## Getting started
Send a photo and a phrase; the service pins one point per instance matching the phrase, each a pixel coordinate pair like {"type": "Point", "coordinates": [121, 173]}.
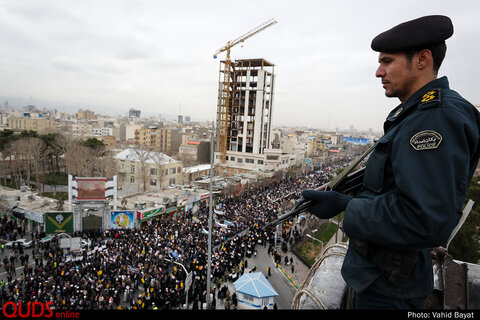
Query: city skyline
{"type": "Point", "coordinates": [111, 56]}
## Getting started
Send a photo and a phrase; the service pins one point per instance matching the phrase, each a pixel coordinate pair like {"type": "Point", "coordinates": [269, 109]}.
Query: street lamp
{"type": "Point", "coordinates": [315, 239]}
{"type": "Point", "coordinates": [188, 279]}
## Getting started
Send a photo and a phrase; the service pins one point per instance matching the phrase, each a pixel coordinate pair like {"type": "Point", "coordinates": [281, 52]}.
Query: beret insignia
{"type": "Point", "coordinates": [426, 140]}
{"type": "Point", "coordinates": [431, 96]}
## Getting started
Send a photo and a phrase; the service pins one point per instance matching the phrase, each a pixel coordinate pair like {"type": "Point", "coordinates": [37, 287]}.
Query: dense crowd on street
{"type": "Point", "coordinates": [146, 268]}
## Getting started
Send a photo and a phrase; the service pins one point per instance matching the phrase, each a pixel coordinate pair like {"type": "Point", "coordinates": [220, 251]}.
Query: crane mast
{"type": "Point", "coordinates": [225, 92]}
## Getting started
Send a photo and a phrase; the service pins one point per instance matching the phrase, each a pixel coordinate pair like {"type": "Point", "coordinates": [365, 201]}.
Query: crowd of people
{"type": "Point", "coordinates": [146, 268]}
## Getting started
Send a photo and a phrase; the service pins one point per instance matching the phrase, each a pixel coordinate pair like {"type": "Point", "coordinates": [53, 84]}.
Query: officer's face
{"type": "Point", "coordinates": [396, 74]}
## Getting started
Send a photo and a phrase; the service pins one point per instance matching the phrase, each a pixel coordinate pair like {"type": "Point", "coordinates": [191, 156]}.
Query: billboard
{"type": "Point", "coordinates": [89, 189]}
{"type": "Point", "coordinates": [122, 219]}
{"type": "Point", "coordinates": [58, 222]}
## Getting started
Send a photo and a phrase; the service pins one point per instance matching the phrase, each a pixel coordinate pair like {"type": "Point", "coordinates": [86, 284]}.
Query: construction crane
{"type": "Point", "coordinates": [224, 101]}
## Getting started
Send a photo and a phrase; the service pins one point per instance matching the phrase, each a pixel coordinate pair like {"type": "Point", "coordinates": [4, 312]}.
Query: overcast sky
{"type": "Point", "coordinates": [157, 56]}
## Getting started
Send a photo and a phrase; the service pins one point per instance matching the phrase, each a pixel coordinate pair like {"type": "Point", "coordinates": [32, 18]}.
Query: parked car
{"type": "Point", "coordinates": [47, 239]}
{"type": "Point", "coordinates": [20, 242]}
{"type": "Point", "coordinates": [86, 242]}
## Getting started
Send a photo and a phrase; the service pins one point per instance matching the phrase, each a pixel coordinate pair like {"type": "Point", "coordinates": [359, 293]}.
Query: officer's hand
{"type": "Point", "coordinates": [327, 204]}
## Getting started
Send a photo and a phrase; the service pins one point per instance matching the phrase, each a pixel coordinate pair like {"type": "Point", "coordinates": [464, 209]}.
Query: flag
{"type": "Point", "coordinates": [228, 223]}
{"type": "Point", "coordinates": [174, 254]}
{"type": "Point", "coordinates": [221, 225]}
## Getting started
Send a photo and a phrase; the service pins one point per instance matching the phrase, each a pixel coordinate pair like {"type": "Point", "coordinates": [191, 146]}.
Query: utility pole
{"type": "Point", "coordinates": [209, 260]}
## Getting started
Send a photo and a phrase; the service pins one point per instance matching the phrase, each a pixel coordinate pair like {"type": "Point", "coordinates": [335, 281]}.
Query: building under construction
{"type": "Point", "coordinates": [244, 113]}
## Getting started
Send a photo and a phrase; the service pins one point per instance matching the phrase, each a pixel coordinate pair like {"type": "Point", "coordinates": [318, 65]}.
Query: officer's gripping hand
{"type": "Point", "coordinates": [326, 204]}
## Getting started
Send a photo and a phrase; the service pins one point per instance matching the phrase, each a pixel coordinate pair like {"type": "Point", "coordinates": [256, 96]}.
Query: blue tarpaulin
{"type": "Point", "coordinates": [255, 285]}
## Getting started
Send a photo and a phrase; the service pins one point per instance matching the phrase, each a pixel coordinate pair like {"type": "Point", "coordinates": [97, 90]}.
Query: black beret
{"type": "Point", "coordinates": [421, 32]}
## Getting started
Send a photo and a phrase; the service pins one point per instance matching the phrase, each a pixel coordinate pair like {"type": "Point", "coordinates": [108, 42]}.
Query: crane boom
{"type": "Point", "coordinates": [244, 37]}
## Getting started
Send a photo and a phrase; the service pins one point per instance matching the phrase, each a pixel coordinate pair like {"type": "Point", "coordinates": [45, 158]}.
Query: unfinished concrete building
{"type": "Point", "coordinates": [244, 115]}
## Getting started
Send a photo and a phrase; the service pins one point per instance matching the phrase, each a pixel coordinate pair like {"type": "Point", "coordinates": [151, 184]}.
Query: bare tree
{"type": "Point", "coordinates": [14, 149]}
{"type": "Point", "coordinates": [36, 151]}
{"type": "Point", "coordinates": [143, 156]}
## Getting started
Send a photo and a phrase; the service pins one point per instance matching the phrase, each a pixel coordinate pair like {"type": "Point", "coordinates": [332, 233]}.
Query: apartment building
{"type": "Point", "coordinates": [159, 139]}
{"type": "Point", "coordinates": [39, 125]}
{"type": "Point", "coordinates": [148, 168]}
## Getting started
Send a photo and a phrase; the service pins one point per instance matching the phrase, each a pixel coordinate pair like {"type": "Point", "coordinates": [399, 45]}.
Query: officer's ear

※ ※ ※

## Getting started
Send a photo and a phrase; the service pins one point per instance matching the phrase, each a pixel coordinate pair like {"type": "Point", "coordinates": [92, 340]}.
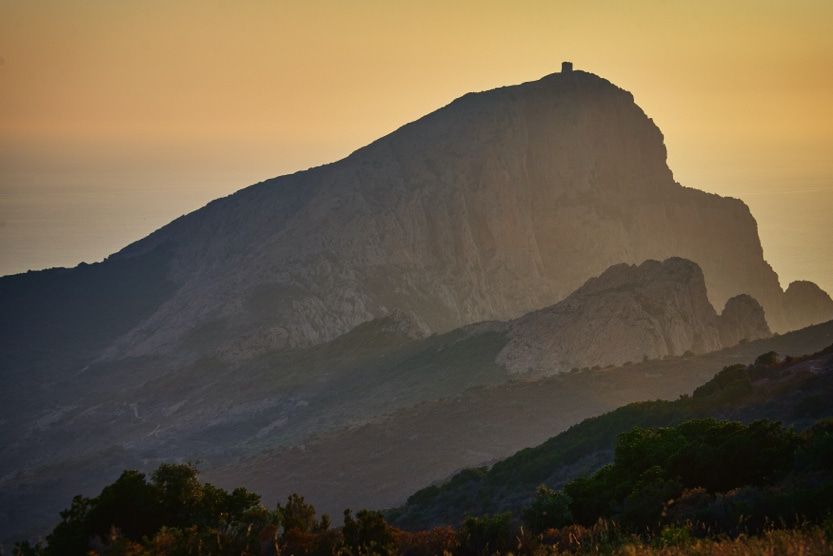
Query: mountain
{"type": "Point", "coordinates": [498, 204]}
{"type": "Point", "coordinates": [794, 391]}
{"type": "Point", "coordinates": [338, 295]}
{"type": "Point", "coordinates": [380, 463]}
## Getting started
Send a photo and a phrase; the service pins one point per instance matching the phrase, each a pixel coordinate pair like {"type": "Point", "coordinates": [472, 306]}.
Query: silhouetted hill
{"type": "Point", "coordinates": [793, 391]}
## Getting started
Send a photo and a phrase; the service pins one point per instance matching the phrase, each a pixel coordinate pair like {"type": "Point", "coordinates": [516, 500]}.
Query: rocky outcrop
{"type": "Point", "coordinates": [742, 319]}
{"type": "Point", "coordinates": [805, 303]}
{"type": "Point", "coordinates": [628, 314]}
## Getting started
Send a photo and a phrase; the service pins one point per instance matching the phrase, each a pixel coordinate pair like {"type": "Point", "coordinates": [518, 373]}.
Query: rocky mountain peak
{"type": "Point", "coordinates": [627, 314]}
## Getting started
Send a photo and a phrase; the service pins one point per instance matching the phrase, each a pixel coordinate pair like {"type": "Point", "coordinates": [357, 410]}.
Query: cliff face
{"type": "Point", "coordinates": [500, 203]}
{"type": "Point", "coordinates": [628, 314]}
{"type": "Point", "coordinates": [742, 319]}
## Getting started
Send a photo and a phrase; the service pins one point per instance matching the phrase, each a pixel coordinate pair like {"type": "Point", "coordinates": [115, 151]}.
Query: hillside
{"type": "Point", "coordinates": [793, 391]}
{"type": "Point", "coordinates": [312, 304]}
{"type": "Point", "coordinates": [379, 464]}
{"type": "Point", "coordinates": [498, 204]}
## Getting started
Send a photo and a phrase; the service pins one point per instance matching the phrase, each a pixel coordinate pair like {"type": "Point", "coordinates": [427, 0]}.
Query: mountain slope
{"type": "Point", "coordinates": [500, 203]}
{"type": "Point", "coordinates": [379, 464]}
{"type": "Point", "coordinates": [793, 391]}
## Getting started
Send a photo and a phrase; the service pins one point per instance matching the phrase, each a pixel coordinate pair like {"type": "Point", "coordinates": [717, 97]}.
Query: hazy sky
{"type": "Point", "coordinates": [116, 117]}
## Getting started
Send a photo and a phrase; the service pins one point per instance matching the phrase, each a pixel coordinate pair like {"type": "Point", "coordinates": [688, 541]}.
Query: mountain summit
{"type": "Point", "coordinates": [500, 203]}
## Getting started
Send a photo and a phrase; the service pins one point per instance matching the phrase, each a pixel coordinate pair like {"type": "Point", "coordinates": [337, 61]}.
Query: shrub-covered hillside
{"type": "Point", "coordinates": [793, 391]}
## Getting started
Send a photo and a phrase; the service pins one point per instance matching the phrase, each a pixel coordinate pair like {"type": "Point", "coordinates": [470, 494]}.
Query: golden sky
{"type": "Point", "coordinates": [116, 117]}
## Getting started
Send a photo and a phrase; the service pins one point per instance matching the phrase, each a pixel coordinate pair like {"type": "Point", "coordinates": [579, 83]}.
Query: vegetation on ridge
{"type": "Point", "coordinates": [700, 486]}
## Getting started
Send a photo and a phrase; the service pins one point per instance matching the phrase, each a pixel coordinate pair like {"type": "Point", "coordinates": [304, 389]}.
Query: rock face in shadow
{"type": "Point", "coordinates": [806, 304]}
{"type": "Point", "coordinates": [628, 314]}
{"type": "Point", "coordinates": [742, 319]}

※ ※ ※

SET TASK ▸ Locate every line in the listing that contains the word "officer", treating uppercase and lowercase as different, and copy each of those lines.

SOLUTION TO THE PROBLEM ▸
Query: officer's face
Query: officer's hand
Query: officer's gripping hand
Query: officer's ear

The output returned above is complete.